**What is needed:**
Copy the part of the material below that opens with the line containing "Task: pointing. Mark each instance of the cream" and closes at the end of the material, keeping the requests. Shift every coordinate in the points by adding 84 to it.
>> Start Data entries
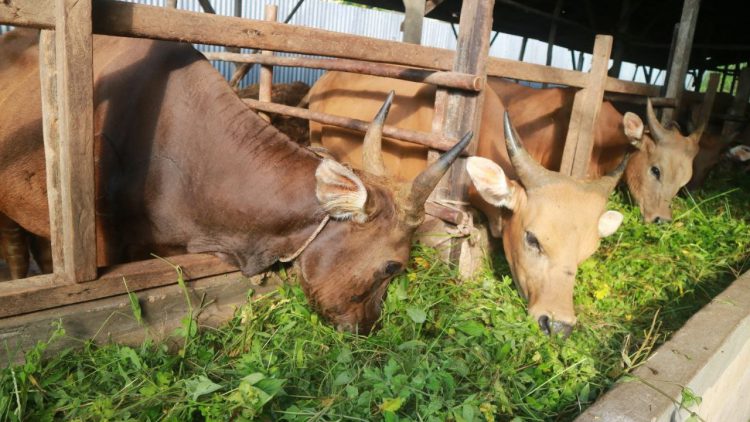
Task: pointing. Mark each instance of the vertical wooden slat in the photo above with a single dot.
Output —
(76, 125)
(586, 106)
(463, 110)
(414, 16)
(739, 104)
(681, 57)
(50, 121)
(266, 72)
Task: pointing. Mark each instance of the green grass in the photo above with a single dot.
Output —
(446, 350)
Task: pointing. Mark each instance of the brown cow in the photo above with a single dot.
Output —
(182, 164)
(559, 214)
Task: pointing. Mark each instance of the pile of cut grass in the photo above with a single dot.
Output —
(446, 350)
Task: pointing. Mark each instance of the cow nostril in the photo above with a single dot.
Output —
(544, 324)
(559, 327)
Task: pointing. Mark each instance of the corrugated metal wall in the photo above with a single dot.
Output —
(333, 16)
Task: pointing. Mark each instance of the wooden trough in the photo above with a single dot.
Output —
(78, 291)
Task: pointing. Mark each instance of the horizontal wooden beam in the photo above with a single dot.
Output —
(19, 297)
(427, 139)
(127, 19)
(433, 77)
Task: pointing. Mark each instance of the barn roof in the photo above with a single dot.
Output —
(644, 27)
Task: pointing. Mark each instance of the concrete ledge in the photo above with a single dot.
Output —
(111, 319)
(710, 355)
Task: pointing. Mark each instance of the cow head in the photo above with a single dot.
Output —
(552, 223)
(661, 165)
(346, 270)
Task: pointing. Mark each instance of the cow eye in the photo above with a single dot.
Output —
(392, 267)
(533, 242)
(656, 172)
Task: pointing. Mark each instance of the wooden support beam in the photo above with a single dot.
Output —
(445, 79)
(426, 139)
(678, 69)
(266, 71)
(137, 20)
(50, 129)
(739, 104)
(414, 11)
(19, 297)
(586, 105)
(463, 110)
(75, 83)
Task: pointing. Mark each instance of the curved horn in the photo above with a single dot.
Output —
(529, 171)
(372, 155)
(607, 183)
(658, 131)
(427, 180)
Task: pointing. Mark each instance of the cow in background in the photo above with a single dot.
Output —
(183, 165)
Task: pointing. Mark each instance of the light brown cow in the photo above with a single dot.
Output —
(183, 165)
(549, 222)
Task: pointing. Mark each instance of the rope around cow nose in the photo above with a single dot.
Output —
(307, 243)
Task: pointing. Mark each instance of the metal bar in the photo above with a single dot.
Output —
(444, 79)
(421, 138)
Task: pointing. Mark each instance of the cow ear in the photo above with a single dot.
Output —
(633, 129)
(341, 192)
(609, 222)
(491, 183)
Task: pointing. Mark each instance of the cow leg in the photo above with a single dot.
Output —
(14, 247)
(41, 249)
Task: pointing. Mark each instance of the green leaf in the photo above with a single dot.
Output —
(200, 385)
(471, 328)
(391, 405)
(417, 315)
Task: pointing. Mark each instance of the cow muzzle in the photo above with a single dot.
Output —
(553, 328)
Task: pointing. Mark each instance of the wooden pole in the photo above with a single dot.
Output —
(75, 84)
(678, 69)
(266, 71)
(50, 121)
(739, 104)
(586, 105)
(414, 17)
(444, 79)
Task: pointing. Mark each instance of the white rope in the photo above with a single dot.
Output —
(309, 240)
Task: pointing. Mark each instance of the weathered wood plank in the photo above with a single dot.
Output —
(18, 299)
(683, 44)
(125, 19)
(111, 319)
(586, 106)
(266, 71)
(50, 121)
(75, 82)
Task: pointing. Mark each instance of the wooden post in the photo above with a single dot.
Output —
(463, 110)
(414, 17)
(682, 46)
(739, 104)
(586, 106)
(48, 79)
(75, 83)
(266, 72)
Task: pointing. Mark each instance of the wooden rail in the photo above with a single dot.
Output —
(422, 138)
(445, 79)
(127, 19)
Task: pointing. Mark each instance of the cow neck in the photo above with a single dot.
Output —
(271, 180)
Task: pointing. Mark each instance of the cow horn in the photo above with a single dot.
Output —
(658, 132)
(372, 155)
(423, 185)
(607, 183)
(529, 171)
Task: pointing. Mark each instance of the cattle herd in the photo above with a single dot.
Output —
(183, 165)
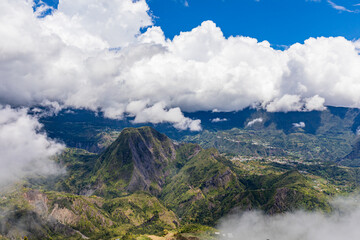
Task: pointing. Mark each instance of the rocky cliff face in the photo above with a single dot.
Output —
(137, 160)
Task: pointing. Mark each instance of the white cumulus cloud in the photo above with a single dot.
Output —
(214, 120)
(24, 151)
(299, 125)
(256, 120)
(91, 54)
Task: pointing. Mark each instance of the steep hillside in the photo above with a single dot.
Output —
(144, 183)
(136, 161)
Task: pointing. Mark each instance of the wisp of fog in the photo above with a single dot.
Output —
(341, 224)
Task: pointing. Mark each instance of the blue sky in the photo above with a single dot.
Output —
(281, 22)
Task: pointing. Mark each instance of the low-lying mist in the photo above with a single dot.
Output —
(341, 224)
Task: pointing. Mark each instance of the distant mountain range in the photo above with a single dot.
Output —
(144, 183)
(331, 133)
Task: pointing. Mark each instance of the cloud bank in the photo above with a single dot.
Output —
(24, 152)
(341, 224)
(256, 120)
(91, 54)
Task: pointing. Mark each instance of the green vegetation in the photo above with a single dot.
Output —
(144, 184)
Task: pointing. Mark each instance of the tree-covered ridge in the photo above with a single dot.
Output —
(146, 184)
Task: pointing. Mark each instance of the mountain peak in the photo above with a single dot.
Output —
(137, 160)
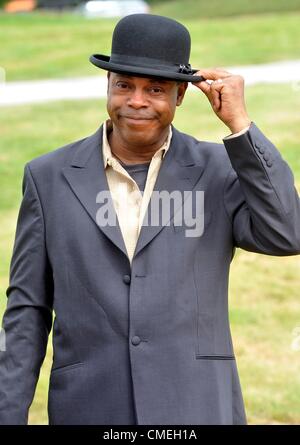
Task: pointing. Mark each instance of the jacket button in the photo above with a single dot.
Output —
(135, 340)
(126, 279)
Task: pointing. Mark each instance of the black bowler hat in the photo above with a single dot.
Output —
(149, 45)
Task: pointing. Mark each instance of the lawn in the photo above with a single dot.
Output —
(41, 45)
(264, 291)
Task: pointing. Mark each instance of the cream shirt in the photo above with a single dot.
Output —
(129, 203)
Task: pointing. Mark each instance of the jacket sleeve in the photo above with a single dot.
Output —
(27, 320)
(260, 196)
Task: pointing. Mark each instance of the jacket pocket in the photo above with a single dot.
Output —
(60, 369)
>> End Data entries
**Finished exercise:**
Task: pointing. Mark each instance of the cream shirt in the photo above with a single dot.
Output —
(213, 287)
Task: pointing. Mark each instance of the jacket sleeve in the photo above with a single dot.
Output —
(111, 404)
(344, 280)
Task: pointing. Mark each instance of the jacket pocket in the photo above with a single dot.
Output —
(144, 453)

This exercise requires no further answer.